■ **Text shown**
SUNS  4368 Friday 5 February 1999

United States: Africa trade bill off to fast start



Washington, Feb 4 (IPS/Jim Lobe) -- A bill to promote US trade and investment in Africa, which last year fell victim to powerful textile and labour interests, has exploded to a fast new start through
Congress.

A key subcommittee of the House of Representatives Wednesday unanimously approved the latest version of the Africa Growth and Opportunity Act (AGOA), after concluding a session of overwhelmingly favourable testimony.

Managers of the bill said they planned to have the entire House of Representatives, which passed the bill by a large margin last March, approve it Feb. 23. It would then go to the Senate - where it bogged down last year.

Congressional staffers working on the bill believed they had a better chance of prevailing over textile interests in the Senate this year.
"There are a lot more people involved in this now," said Mike Williams, a key strategist behind the bill.

That support was evident on Capitol Hill. Secretary of Commerce William Daley was joined by top corporate executives, ambassadors from Senegal Mauritius, and Uganda, former US ambassador to the United Nations Andrew Young, and former Republican vice-presidential candidate Jack Kemp in appealing for swift passage of the bill.

Opposing the bill were Illinois Congressman Jesse Jackson, Jr., who offered his own "Hope for Africa Act" and representatives of textile interests who played a key role in stopping the bill last year in the Senate.

The Act, which has been opposed by some labour groups and non-governmental organisations (NGOs), is designed to boost US commercial interests in sub-Saharan Africa, a region long dominated by former colonial powers.

Economic ties between the United States and the continent have been minimal. US exports to the region account for only about one percent of total US exports, while African imports here - mostly oil from Angola and Nigeria - account for only about two percent of all imports.

At the same time, US investment in Africa - deployed mostly in South Africa and Nigeria - remains less than one percent of all US investment overseas.

Among other provisions, the bill would substantially increase the number of African-made goods that could enter the US market duty-free. It also authorised the Overseas Private Investment Corporation (OPIC) to provide some 650 million dollars in investment guarantees and credits for US companies doing business in Africa, notably for infrastructure projects and sets up new forums for African and US business interests to meet and cooperate.

Clinton tried hard to get the bill passed last year before his unprecedented, 11-day trip to the region late last March. The law was billed as a tangible expression of US commitment to Africa in the
post-Cold War era. Administration officials said they welcomed the unusually fast action on the bill by the powerful House Ways and Means Committee particularly in light of rising criticism from within Africa. This followed Washington's failure to follow up Clinton's trip with major new initiatives and its apparent helplessness to prevent the outbreak or spread of conflicts in the Democratic Republic of the Congo, Sierra Leone, Angola, and between Eritrea and Ethiopia.

■ **Direction 1**
Check each statement against the Africa trade bill article above, answering yes or no and quoting the words that settle it: (a) A House subcommittee approved the bill unanimously. (b) US exports to the region make up about two percent of total US exports. (c) The bill authorizes OPIC to provide some 650 million dollars in investment guarantees and credits.
■ **Direction 2**
According to the Africa trade bill article, which congressman opposed the bill with an alternative of his own, and what was that alternative called?

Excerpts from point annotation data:
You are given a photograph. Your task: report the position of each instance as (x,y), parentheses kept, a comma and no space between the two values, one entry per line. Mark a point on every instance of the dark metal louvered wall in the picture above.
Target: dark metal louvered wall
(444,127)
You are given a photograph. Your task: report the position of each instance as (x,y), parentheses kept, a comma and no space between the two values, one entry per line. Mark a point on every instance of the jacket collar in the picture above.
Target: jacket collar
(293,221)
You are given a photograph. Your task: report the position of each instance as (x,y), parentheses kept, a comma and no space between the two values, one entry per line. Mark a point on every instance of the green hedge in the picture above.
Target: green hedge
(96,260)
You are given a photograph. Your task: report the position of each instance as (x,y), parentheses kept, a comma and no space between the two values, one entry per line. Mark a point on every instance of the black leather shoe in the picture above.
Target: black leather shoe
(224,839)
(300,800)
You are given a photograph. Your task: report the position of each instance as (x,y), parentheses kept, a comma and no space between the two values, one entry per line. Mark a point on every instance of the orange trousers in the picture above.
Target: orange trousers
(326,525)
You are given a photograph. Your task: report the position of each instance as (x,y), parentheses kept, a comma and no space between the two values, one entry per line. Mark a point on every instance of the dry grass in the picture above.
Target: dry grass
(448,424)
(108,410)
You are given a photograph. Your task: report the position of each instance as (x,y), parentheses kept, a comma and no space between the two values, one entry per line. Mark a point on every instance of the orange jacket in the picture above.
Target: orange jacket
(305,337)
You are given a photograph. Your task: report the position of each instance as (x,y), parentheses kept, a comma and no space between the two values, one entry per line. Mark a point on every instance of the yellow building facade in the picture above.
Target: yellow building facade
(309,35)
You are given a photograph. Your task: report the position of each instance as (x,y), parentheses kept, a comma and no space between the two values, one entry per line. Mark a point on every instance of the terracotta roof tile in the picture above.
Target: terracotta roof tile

■ **Solution 1**
(a) Yes: "unanimously approved the latest version of the Africa Growth and Opportunity Act (AGOA)"
(b) No: "US exports to the region account for only about one percent of total US exports"
(c) Yes: "authorised the Overseas Private Investment Corporation (OPIC) to provide some 650 million dollars in investment guarantees and credits"

■ **Solution 2**
Illinois Congressman Jesse Jackson, Jr., who offered his own "Hope for Africa Act".